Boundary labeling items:
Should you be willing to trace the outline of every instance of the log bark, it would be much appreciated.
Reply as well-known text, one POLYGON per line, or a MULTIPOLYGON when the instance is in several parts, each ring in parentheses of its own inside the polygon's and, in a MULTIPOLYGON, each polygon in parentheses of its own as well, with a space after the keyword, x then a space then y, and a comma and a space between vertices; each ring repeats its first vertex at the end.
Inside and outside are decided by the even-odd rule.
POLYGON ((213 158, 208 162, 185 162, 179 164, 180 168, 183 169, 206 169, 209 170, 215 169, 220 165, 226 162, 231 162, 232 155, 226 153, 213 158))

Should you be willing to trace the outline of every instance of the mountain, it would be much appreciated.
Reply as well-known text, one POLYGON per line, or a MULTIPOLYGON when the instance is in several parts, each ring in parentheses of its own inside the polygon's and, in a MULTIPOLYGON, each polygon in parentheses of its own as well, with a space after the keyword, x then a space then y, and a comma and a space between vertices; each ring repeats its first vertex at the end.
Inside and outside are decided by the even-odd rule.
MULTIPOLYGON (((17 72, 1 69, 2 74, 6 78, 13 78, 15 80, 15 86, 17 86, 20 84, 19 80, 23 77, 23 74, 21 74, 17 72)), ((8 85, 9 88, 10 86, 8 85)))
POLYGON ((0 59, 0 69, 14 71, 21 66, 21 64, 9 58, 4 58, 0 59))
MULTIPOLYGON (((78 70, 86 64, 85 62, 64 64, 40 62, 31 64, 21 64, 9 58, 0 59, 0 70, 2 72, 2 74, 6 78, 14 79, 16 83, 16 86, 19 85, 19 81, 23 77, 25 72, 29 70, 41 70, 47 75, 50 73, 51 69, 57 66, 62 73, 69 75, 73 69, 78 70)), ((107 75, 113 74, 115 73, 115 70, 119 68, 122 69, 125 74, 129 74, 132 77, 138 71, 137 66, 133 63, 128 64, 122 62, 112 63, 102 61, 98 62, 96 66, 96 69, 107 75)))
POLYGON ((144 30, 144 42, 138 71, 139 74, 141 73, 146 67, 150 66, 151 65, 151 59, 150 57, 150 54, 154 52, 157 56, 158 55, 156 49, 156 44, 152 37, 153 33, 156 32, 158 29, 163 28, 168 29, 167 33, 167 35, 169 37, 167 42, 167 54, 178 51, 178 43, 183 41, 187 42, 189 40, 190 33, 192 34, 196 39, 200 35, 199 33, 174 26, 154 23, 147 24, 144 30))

Problem details: Rewrite all of the lines above, changing "well-known text" to "WKT" wherever it occurs and leaving everything else as it is.

Solution for this task:
Should you be willing to trace the outline of every instance of the log bark, it would be much appreciated.
Reply as WKT, one POLYGON per line, or a MULTIPOLYGON when the instance is in several parts, each ring in parentheses of its own inside the polygon's and, in a MULTIPOLYGON, each polygon in parentheses of its own as well, with a space after the keyword, x then a space then y, and a comma and a space between vertices; each ring repeats its first vertex at the end.
Inside and outside are decided by the even-odd rule.
POLYGON ((213 158, 208 162, 185 162, 179 164, 180 168, 183 169, 206 169, 209 170, 215 169, 220 165, 226 162, 231 162, 232 155, 226 153, 213 158))

Should you be willing to trace the outline of every instance of the mountain, it would be much appreciated.
Reply as WKT, one POLYGON per line, or a MULTIPOLYGON when the instance is in several parts, each ring in parentheses of its own inside the polygon's and, in a MULTIPOLYGON, each polygon in parentheses of its own as well, with a space after the keyword, x then a space then y, and a comma and a space between vertices; each ring repeats its first vertex at the end.
Inside and outside are decided by the even-odd rule.
MULTIPOLYGON (((17 72, 1 69, 2 74, 6 78, 13 78, 15 80, 15 86, 17 86, 20 84, 19 80, 23 77, 23 74, 21 74, 17 72)), ((8 85, 9 88, 10 86, 8 85)))
POLYGON ((0 59, 0 69, 14 71, 21 66, 21 64, 9 58, 4 58, 0 59))
MULTIPOLYGON (((78 70, 86 64, 85 62, 64 64, 40 62, 31 64, 21 64, 9 58, 0 59, 0 70, 2 72, 2 74, 6 78, 14 79, 16 83, 16 86, 19 85, 19 81, 23 77, 25 72, 29 70, 41 70, 47 75, 50 73, 51 69, 57 66, 62 73, 69 75, 73 69, 78 70)), ((107 75, 113 74, 115 73, 115 70, 119 68, 122 69, 125 74, 129 74, 132 77, 138 71, 137 66, 133 63, 128 64, 122 62, 112 63, 102 61, 98 62, 96 66, 96 69, 107 75)))
POLYGON ((144 30, 144 42, 138 71, 139 74, 141 73, 146 67, 150 66, 151 65, 151 59, 150 57, 150 54, 154 52, 157 56, 158 55, 156 49, 156 44, 152 37, 153 33, 156 32, 158 29, 163 28, 168 29, 167 33, 167 35, 169 37, 167 42, 167 54, 178 51, 178 43, 183 41, 187 42, 189 40, 190 33, 192 34, 196 39, 200 35, 199 33, 174 26, 154 23, 147 24, 144 30))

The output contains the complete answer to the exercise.